Start of Given data

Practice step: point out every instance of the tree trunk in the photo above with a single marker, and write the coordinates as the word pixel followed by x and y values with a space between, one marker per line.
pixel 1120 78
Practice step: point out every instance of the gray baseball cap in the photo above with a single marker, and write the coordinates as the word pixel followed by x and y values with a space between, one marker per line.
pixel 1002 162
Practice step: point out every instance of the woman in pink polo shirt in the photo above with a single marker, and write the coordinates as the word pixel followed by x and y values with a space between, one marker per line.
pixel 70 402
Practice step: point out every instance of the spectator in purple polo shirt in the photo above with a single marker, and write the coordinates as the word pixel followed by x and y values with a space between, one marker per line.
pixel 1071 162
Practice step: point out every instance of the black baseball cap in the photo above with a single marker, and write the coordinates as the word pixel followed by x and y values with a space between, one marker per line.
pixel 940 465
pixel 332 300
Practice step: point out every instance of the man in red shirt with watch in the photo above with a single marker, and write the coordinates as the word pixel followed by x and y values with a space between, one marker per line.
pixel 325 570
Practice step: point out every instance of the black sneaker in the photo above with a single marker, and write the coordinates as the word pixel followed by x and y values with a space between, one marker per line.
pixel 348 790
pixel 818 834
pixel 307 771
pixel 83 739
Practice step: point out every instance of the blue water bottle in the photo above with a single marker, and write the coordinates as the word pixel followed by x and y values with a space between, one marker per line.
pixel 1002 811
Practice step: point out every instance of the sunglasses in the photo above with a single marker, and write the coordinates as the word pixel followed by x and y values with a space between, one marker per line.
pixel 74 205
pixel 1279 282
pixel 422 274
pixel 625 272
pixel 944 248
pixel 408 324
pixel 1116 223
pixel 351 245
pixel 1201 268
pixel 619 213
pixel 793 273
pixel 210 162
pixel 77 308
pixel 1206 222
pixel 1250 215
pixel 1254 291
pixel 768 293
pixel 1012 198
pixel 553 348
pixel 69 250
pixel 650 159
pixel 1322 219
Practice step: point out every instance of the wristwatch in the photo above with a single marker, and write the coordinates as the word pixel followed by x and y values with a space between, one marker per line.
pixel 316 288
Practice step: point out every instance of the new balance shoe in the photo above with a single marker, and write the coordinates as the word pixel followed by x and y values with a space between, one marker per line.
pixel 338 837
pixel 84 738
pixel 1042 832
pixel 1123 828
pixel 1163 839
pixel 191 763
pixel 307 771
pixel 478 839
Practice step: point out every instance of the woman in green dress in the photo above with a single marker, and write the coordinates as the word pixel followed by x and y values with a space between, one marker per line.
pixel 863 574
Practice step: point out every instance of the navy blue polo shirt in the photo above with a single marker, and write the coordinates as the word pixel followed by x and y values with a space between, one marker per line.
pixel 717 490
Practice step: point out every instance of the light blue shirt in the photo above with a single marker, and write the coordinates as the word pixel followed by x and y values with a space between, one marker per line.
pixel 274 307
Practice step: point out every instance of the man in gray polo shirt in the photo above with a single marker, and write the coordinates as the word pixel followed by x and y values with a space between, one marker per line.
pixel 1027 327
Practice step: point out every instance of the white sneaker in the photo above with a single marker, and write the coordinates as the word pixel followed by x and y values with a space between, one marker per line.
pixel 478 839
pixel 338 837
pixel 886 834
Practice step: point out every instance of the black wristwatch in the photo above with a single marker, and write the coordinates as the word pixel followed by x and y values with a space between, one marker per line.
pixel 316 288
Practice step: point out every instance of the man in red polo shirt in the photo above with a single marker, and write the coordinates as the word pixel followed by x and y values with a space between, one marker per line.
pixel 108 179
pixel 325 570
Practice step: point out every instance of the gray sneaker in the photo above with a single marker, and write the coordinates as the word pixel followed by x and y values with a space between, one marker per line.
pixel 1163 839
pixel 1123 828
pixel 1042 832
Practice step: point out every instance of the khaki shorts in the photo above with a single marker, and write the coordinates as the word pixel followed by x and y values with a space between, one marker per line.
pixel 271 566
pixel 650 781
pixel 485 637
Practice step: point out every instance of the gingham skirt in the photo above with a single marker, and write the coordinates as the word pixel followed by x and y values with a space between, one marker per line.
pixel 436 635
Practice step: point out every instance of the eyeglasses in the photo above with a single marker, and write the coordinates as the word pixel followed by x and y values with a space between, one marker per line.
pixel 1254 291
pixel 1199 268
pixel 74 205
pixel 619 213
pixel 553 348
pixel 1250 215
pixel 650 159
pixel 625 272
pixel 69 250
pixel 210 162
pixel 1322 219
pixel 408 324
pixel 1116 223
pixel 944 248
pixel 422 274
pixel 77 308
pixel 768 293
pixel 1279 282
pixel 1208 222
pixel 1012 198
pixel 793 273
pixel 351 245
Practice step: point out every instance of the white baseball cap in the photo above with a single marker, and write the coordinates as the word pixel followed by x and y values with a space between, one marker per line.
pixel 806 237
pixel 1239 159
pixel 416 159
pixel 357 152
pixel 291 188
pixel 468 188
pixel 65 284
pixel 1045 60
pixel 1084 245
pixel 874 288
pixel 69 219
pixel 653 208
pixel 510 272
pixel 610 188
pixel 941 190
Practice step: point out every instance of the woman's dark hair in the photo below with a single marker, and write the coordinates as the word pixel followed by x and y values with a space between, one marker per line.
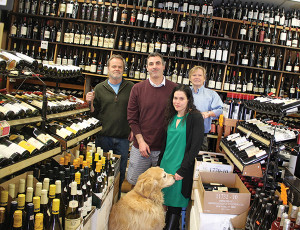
pixel 170 111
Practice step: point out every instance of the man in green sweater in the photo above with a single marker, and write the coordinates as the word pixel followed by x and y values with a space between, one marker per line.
pixel 109 104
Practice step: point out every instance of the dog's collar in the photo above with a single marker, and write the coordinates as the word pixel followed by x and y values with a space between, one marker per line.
pixel 142 195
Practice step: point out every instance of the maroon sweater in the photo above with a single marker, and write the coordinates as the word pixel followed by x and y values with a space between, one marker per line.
pixel 145 112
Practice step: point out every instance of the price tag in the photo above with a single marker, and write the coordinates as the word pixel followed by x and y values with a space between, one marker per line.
pixel 44 45
pixel 248 134
pixel 4 128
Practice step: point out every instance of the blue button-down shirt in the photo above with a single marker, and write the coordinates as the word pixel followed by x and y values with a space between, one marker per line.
pixel 208 100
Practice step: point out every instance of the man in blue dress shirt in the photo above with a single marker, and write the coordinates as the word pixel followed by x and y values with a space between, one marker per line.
pixel 207 101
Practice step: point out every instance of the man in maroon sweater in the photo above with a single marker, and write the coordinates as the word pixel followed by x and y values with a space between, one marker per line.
pixel 145 114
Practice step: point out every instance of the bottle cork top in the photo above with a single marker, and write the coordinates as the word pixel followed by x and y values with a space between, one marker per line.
pixel 55 206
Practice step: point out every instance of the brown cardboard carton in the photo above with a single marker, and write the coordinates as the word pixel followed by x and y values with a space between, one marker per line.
pixel 212 167
pixel 220 202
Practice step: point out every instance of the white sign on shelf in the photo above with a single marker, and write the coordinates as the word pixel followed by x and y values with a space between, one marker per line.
pixel 3 2
pixel 44 44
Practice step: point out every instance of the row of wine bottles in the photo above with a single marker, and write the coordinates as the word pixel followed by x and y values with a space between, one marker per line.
pixel 13 60
pixel 268 58
pixel 278 105
pixel 271 36
pixel 108 13
pixel 71 184
pixel 29 104
pixel 30 140
pixel 262 214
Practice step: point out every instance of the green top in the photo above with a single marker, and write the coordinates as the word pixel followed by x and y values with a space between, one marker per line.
pixel 171 162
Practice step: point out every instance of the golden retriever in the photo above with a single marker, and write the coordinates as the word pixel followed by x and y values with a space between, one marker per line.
pixel 142 207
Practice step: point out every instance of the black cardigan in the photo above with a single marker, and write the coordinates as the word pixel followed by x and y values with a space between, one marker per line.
pixel 194 140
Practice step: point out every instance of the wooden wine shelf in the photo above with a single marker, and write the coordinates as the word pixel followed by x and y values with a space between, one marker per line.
pixel 28 162
pixel 101 75
pixel 254 135
pixel 24 121
pixel 67 144
pixel 67 113
pixel 247 170
pixel 53 84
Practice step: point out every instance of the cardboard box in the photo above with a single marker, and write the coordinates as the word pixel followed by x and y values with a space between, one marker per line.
pixel 200 221
pixel 201 166
pixel 220 202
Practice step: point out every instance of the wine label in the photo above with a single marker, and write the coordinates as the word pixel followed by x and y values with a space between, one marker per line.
pixel 69 8
pixel 73 204
pixel 151 48
pixel 158 22
pixel 292 90
pixel 272 61
pixel 179 79
pixel 62 8
pixel 94 41
pixel 35 143
pixel 157 45
pixel 182 24
pixel 140 17
pixel 144 47
pixel 218 85
pixel 206 53
pixel 211 84
pixel 243 31
pixel 288 68
pixel 111 43
pixel 71 37
pixel 13 30
pixel 170 23
pixel 88 40
pixel 72 224
pixel 164 48
pixel 186 81
pixel 165 23
pixel 193 52
pixel 101 42
pixel 138 46
pixel 27 146
pixel 23 30
pixel 213 54
pixel 152 20
pixel 105 43
pixel 226 86
pixel 142 76
pixel 219 55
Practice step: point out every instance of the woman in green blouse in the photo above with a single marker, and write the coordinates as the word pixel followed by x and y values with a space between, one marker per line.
pixel 183 140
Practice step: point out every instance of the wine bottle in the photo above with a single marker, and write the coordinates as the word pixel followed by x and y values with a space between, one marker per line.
pixel 29 221
pixel 38 222
pixel 72 219
pixel 18 219
pixel 54 218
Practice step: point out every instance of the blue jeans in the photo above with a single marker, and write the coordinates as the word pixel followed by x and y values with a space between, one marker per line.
pixel 119 146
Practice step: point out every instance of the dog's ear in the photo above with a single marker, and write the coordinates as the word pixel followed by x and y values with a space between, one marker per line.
pixel 146 186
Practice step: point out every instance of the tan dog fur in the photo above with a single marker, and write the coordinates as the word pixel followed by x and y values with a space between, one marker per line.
pixel 142 207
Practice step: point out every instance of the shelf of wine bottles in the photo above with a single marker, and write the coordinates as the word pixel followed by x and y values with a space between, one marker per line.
pixel 238 162
pixel 279 107
pixel 240 36
pixel 10 169
pixel 54 187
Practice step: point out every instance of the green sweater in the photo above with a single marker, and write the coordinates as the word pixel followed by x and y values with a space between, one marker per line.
pixel 111 109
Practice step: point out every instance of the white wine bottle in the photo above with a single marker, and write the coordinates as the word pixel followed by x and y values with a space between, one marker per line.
pixel 72 220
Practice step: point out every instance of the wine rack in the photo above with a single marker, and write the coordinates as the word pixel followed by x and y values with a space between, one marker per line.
pixel 230 31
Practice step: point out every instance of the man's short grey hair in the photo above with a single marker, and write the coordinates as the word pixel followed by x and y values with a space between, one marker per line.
pixel 117 56
pixel 155 54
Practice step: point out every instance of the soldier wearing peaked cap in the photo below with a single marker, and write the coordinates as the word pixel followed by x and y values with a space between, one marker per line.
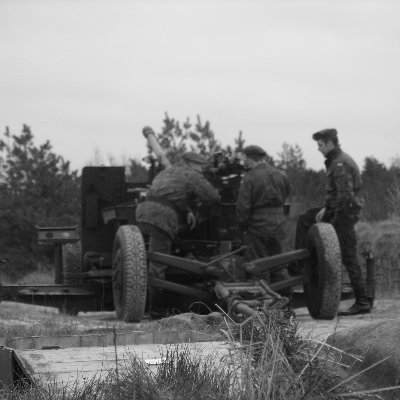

End of Given data

• _To do_
Your copy should run from the line that has "Practice step: point out every instance of the man's" through the last line above, exactly, with both ends in and pictures out.

• _Response for this exercise_
Practice step: point out every instance of the man's short grey hair in the photo above with a single marker, and write the coordinates as the word pixel followed by x and y values with a space between, one marker per line.
pixel 117 56
pixel 155 54
Practice step: point out every instance of the soldier wearing peaked cap in the photo below with a single marker, and write the coordinates as the word pixel followed by x and y values with a space between, one marker per line.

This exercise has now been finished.